__Aim of the exercise__
Can you reproduce all of the records below word for word, leaving out the pictures?

__Dataset rows__
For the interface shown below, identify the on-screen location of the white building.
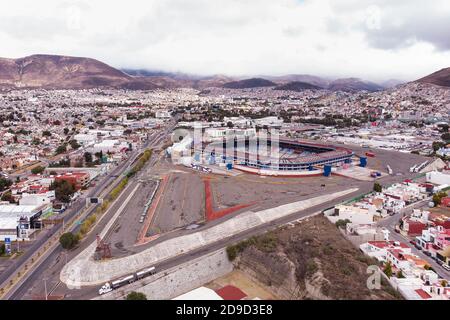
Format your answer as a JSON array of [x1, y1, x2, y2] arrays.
[[426, 171, 450, 185], [0, 204, 52, 241]]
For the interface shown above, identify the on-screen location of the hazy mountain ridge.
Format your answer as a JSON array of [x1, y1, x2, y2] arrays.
[[417, 68, 450, 87], [0, 55, 158, 89], [0, 54, 450, 92]]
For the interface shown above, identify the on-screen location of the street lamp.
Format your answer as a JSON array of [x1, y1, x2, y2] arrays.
[[43, 278, 48, 300]]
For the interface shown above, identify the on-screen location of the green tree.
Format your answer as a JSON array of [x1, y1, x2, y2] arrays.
[[383, 262, 392, 278], [126, 291, 147, 300], [31, 166, 45, 174], [335, 219, 351, 228], [84, 152, 92, 163], [69, 140, 80, 150], [433, 191, 447, 206], [441, 132, 450, 142], [55, 144, 67, 154], [59, 232, 78, 250], [433, 141, 445, 152], [373, 182, 383, 192], [50, 180, 76, 203], [0, 191, 14, 203], [0, 178, 12, 191]]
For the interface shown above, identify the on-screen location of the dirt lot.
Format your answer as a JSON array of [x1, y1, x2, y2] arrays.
[[211, 174, 365, 210], [228, 215, 401, 300], [206, 270, 277, 300]]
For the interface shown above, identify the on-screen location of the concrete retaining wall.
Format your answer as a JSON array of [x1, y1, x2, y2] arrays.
[[96, 249, 233, 300]]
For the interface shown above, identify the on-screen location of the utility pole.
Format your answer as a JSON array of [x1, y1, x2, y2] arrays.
[[44, 278, 48, 300]]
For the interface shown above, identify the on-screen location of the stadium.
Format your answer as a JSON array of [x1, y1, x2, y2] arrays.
[[194, 139, 354, 175]]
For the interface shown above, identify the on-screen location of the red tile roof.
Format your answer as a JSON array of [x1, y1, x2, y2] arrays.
[[216, 285, 247, 300], [369, 241, 409, 249], [416, 289, 431, 299]]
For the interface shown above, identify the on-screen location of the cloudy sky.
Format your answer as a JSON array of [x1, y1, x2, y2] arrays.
[[0, 0, 450, 81]]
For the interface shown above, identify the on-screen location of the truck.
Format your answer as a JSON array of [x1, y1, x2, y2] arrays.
[[98, 267, 156, 295]]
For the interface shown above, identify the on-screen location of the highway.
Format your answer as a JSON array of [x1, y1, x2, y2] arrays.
[[0, 122, 175, 299]]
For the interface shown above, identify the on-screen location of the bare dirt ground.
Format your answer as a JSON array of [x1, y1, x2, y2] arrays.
[[206, 270, 278, 300]]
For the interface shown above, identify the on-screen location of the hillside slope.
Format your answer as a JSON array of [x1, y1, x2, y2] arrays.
[[227, 215, 401, 300]]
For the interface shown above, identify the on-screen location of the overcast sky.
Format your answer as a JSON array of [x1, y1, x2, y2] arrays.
[[0, 0, 450, 81]]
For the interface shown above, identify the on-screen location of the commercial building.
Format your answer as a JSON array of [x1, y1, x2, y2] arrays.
[[0, 204, 52, 241], [55, 172, 90, 190]]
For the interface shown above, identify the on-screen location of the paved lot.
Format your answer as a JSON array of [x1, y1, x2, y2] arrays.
[[147, 171, 205, 236], [107, 180, 156, 256]]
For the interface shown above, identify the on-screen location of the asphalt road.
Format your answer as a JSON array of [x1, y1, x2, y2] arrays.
[[4, 122, 178, 299]]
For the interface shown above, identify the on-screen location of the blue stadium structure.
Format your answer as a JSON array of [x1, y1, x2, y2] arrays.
[[195, 139, 354, 171]]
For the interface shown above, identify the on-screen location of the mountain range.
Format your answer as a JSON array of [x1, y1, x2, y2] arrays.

__Worked solution__
For the interface shown below, identify the on-screen location of the white building.
Format your answer as a JSON array of [x1, y1, x2, y2] arrays.
[[426, 171, 450, 185], [0, 204, 52, 241]]
For the interface shown above, identify the on-screen location of the hazy mountain ridge.
Format your answer as a JSON array of [x1, y1, x2, y2] arrays.
[[417, 68, 450, 87], [0, 55, 158, 89], [0, 54, 450, 92]]
For the interface shown above, identify the on-screen location of the street lamp.
Format your answer as a JSON array of [x1, y1, x2, y2] arrays.
[[43, 278, 48, 300]]
For the interface shown above, identify the on-screen location of the green tree.
Format your answer as a JSON array of [x1, y1, x2, y2] arrays.
[[383, 262, 392, 278], [126, 291, 147, 300], [31, 166, 45, 174], [335, 219, 351, 228], [84, 152, 92, 163], [69, 140, 80, 150], [433, 191, 447, 206], [441, 132, 450, 142], [55, 144, 67, 154], [59, 232, 78, 250], [433, 141, 445, 152], [373, 182, 383, 192], [50, 180, 76, 203], [0, 191, 14, 203], [0, 178, 12, 191]]
For the interface shown above, identify the on-screen location of the dirt lot.
Format your answer as a JSON array of [x1, y1, x2, y2] arrays.
[[211, 174, 365, 210], [228, 215, 401, 300], [206, 270, 277, 300]]
For the interface shown above, identify the on-screen location of the concrete retaining wall.
Format your answer as a JSON array of [x1, y1, x2, y2] arrays.
[[96, 249, 233, 300]]
For the interface shown above, identify the on-screen location of the utility pole.
Format your answer as a JSON array of [x1, y1, x2, y2] arrays.
[[44, 278, 48, 300]]
For the interface shown above, identify the on-screen location of the stadium.
Format your answer as a JSON array of [x1, y1, x2, y2] arrays.
[[194, 139, 354, 175]]
For the interface shown above, identify the on-screen location of the red tile roof.
Format your answer as a JSON array of [x1, y1, x2, y2] arrays.
[[216, 285, 247, 300], [369, 241, 409, 249], [416, 289, 431, 299]]
For the interface shown above, identify the on-screen location of the cloudy sky.
Format your answer as a JSON array of [x1, y1, x2, y2] arrays.
[[0, 0, 450, 81]]
For the interface shown above, identify the on-screen location of the truck.
Format your answer as a JSON array of [x1, y1, x2, y2] arrays.
[[98, 267, 156, 295]]
For the interface shown above, identify the on-screen location of the highway.
Format your answer as a JSON array of [x1, y1, x2, y2] arrays.
[[0, 122, 175, 299]]
For the interface shown above, identify the on-screen location of the bare dirt ground.
Format your answer as a JSON array of [x1, y1, x2, y2] arrays.
[[206, 270, 278, 300]]
For the interface shown above, identify the on-screen location of the hillside slope.
Format your answer as a JSON array of [x1, y1, x2, y2] arrays.
[[227, 215, 401, 300]]
For the interface shown above, identify the on-screen location of the overcast sky.
Format your answer as a JSON array of [x1, y1, x2, y2] arrays.
[[0, 0, 450, 81]]
For the interface shown above, identify the on-screen location of the commercial building.
Format your answer as a JSON array of [x1, y1, x2, y2] arrays.
[[0, 204, 52, 241], [55, 172, 90, 190]]
For the interface shown above, identify the on-screen location of the paved lot.
Format your answer as a JSON array of [x1, y1, x2, y2] arrays.
[[147, 171, 205, 236], [107, 180, 156, 256]]
For the interface shown above, identify the on-screen location of the asphalt road.
Format your answer as a JSON array of [x1, y1, x2, y2] arrays.
[[4, 122, 178, 299]]
For the interface shown above, identify the on-screen location of the blue stadium structure.
Format your answer as a JSON array of [x1, y1, x2, y2] arrays.
[[195, 139, 354, 171]]
For the interface shown above, identify the on-screen location of the mountain range.
Format your answer as a JSON array of [x1, y1, x2, y2] arrays.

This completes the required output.